** Input data **
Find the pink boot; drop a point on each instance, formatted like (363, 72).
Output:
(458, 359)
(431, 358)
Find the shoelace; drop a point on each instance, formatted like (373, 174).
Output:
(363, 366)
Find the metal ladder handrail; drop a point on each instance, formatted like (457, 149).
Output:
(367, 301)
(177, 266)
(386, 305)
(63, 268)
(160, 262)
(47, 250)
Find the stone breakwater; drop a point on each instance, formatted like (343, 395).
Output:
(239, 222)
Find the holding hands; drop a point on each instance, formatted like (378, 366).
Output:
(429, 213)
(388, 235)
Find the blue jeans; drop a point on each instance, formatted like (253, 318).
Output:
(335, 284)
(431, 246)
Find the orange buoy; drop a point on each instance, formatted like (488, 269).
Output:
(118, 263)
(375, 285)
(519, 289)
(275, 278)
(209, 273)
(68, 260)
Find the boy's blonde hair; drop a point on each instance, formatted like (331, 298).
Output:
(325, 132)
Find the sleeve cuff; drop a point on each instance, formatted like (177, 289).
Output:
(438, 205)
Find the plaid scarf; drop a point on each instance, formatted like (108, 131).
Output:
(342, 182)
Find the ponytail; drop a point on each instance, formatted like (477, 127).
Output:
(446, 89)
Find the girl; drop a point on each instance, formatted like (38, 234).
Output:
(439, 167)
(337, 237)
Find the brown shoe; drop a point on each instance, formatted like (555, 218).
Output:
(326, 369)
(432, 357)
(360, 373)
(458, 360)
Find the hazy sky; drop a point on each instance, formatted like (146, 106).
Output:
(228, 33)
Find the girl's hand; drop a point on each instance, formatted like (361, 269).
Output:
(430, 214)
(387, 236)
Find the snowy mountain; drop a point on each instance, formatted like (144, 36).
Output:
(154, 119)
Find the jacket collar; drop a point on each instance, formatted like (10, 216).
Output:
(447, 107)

** Problem **
Copy each line of the listing verbatim.

** Solution to this task **
Find the pink boot; drop a point on each instance, formatted like (363, 72).
Output:
(458, 359)
(431, 358)
Find the shoelace; drop a point on each instance, formatted like (373, 174).
Output:
(363, 366)
Find the metal ladder handrail; drop a point on each instance, formatted like (457, 149).
Output:
(367, 301)
(177, 266)
(386, 305)
(63, 268)
(160, 262)
(47, 250)
Find the stone breakwater; drop a point on each instance, formatted like (343, 395).
Output:
(239, 222)
Find the holding hands; drop a point on each instance, formatted like (378, 366).
Output:
(429, 213)
(388, 235)
Find the blue jeans; drop a point on each instance, formatted like (253, 318).
Output:
(335, 284)
(431, 246)
Find the orange buoy; drop a point on each instance, formatted like (488, 269).
Output:
(118, 263)
(375, 285)
(519, 289)
(275, 278)
(209, 273)
(68, 260)
Find the boy's blonde hair; drop a point on each instance, formatted like (331, 298).
Output:
(325, 132)
Find the sleeve cuff; drop a point on each instance, formatted like (177, 289).
Output:
(438, 205)
Find the plaid scarf; drop a point on each instance, formatted like (108, 131).
Output:
(342, 182)
Find the ponytail; drop a point on each instance, formatted like (477, 127).
Output:
(446, 89)
Find the girl; drop a point on each instance, formatted like (38, 234).
Output:
(439, 167)
(337, 237)
Find the brown shoe; drop a point on each instance, formatted like (555, 218).
Output:
(326, 369)
(432, 357)
(360, 373)
(458, 360)
Find the hazy sky; drop a point on each instance, formatted like (146, 106).
Output:
(228, 33)
Find the girl's hand; drop a point on each instance, formatted like (361, 269).
Output:
(430, 214)
(387, 236)
Find the snowy mountain; drop a point on each instance, formatted like (144, 36).
Output:
(154, 119)
Find the jacket collar; drop a point on each instance, formatted like (10, 216).
Output:
(447, 107)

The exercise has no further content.